Directions -
Write out, word for word, only the lines from the one containing "One dot per instance of the neighboring" through the final line of the data.

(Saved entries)
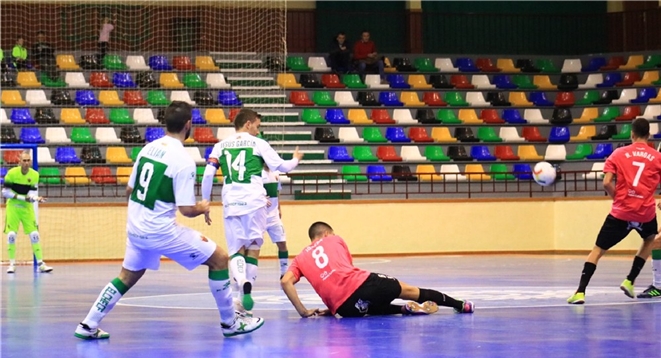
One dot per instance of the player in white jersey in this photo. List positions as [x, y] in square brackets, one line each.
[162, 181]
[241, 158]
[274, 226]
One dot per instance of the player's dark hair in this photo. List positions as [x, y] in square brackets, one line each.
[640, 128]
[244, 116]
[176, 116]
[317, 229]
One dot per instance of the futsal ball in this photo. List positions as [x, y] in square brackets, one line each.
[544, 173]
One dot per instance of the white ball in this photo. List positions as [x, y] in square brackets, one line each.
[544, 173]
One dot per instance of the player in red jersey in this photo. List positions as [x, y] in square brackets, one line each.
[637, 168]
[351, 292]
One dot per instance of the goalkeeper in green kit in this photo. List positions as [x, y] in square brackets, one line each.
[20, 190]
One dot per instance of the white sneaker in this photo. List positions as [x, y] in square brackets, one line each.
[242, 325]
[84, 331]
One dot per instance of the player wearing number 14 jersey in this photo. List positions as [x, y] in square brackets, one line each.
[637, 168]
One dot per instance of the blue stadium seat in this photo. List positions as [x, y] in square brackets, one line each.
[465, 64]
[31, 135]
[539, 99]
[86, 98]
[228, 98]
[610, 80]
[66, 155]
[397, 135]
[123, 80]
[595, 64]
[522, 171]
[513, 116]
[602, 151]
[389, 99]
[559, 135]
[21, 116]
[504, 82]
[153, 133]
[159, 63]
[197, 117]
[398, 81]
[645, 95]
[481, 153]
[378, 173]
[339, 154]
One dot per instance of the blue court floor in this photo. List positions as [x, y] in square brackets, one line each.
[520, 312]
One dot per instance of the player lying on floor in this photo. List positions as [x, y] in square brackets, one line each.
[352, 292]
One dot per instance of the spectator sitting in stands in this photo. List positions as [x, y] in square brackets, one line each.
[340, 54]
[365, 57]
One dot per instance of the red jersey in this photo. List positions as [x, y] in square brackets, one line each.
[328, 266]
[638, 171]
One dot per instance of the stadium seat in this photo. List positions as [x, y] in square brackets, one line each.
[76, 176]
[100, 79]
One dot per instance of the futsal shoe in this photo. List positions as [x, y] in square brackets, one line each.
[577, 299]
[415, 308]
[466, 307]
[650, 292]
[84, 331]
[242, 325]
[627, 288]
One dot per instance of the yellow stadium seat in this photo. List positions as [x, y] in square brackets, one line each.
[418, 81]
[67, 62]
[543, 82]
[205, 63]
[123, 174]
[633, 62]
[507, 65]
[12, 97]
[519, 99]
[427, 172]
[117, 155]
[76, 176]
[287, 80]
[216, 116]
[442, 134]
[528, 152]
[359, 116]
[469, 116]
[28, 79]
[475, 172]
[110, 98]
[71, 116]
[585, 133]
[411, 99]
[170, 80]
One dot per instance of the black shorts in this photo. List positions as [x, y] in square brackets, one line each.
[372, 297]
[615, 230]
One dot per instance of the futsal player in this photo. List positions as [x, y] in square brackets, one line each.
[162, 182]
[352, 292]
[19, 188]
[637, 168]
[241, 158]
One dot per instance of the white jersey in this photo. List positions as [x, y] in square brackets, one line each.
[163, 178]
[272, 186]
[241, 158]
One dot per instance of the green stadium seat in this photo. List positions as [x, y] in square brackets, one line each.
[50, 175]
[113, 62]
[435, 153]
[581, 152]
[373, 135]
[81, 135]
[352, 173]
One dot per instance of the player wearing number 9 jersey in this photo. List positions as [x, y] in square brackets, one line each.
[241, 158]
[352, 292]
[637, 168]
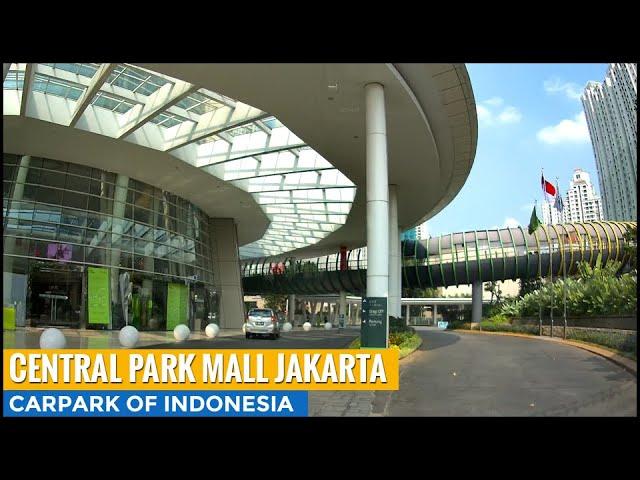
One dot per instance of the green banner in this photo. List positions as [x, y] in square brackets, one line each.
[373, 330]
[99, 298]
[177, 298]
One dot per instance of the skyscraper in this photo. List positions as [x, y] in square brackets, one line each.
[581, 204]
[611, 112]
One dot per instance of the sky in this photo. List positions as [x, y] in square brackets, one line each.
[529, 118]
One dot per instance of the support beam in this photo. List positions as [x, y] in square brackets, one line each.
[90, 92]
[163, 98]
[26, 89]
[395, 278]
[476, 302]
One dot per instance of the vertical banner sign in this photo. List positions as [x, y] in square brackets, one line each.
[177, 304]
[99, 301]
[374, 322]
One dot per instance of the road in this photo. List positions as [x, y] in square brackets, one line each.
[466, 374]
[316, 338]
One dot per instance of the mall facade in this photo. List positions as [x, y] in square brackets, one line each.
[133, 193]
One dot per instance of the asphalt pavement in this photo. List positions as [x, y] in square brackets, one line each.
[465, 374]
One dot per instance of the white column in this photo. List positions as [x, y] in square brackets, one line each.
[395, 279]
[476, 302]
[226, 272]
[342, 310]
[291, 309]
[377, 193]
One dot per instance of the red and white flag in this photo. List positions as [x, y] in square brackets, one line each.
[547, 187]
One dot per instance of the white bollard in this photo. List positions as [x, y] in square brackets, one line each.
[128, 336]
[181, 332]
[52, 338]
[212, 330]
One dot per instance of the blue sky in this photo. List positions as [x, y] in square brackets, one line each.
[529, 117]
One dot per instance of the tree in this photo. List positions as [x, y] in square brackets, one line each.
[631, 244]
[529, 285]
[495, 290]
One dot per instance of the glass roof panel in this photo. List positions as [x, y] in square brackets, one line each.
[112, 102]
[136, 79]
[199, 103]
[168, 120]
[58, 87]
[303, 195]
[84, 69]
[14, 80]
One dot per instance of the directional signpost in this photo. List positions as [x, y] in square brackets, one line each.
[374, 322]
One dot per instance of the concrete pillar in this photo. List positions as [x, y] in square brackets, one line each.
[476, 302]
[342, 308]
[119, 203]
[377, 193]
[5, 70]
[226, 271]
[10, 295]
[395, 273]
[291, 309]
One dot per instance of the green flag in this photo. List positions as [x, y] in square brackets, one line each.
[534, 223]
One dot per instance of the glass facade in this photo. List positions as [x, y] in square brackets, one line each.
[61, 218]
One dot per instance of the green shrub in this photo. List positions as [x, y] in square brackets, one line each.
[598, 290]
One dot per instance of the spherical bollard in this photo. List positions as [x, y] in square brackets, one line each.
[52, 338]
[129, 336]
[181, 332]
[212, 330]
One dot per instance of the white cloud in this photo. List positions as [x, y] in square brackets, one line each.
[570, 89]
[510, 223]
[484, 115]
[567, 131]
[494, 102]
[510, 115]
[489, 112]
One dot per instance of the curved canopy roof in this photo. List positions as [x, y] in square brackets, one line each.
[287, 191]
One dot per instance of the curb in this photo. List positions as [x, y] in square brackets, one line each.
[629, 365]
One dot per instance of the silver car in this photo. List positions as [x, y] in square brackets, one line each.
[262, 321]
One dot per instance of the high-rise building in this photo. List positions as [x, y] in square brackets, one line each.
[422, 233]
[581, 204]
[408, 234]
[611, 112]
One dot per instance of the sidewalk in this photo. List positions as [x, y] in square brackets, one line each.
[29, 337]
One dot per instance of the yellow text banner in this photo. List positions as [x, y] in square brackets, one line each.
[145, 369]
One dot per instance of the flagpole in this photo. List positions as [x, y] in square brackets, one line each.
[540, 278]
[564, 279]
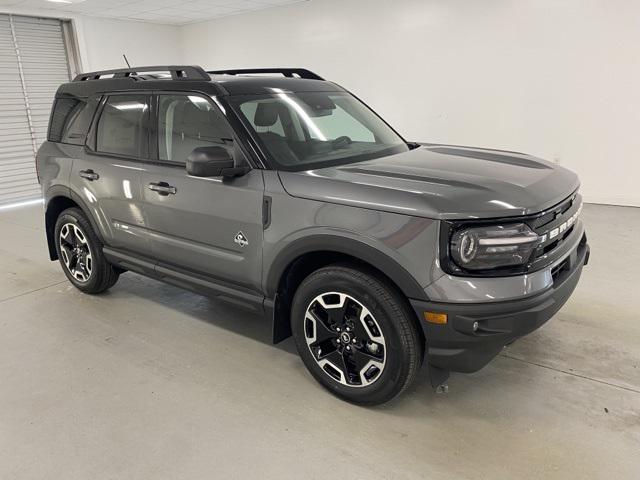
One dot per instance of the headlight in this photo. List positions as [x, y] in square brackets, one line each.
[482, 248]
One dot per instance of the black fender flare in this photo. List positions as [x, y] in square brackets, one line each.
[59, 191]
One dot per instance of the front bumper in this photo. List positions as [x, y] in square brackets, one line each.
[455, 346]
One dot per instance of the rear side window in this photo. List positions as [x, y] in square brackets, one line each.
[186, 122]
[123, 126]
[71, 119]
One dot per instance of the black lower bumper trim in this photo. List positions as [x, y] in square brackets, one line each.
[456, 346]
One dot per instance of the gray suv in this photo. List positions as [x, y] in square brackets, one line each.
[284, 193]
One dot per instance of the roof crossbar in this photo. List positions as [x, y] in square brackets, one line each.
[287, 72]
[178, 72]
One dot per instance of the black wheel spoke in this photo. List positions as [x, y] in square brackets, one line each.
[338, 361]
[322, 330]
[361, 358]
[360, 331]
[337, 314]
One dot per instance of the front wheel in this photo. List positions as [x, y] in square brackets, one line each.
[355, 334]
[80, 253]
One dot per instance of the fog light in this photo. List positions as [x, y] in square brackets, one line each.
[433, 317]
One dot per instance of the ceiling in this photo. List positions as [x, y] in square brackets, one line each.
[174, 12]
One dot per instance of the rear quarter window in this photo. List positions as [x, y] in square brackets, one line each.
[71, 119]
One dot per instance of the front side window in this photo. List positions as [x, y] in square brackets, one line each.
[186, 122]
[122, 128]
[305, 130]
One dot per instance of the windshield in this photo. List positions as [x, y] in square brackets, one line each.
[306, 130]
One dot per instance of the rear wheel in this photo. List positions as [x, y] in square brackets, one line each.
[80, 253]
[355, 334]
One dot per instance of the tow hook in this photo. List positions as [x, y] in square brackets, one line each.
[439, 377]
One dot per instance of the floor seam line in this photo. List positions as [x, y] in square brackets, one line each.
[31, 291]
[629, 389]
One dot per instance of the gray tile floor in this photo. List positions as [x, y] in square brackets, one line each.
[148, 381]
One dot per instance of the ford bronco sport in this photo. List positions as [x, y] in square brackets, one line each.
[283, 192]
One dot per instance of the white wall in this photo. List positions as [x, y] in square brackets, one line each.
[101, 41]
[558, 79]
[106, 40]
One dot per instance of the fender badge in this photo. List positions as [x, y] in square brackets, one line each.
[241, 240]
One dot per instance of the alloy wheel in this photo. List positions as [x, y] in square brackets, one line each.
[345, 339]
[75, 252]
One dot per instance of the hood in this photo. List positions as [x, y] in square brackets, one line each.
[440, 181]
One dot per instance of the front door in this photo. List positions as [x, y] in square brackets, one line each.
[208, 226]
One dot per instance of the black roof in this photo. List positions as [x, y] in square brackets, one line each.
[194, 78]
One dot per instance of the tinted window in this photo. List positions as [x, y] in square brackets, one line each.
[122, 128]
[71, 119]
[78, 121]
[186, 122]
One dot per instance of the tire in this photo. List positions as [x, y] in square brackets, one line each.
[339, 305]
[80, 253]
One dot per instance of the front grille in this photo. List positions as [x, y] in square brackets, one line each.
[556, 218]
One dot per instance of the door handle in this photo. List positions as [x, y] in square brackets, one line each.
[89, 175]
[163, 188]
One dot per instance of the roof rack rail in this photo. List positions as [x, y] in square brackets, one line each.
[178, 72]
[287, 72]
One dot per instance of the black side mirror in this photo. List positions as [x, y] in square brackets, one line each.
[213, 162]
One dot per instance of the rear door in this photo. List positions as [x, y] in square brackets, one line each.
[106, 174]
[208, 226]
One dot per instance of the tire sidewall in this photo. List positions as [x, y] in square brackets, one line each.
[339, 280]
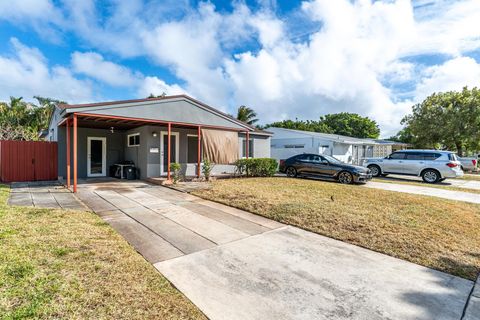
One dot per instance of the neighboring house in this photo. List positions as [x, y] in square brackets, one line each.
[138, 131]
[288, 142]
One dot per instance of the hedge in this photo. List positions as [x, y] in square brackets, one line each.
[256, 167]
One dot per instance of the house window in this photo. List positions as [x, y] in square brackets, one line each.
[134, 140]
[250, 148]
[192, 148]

Solved problem -
One dot per instance of the neighboring house in this photo. List positions as [x, y] in square brackets, one line each.
[138, 131]
[288, 142]
One dot per instance of the hedge in this photo. List positions as [x, y] in square brackets, one line each.
[256, 167]
One dot per instance of the house window in this photo. List positions as [x, y] in square brackets, one line each.
[134, 140]
[250, 148]
[192, 148]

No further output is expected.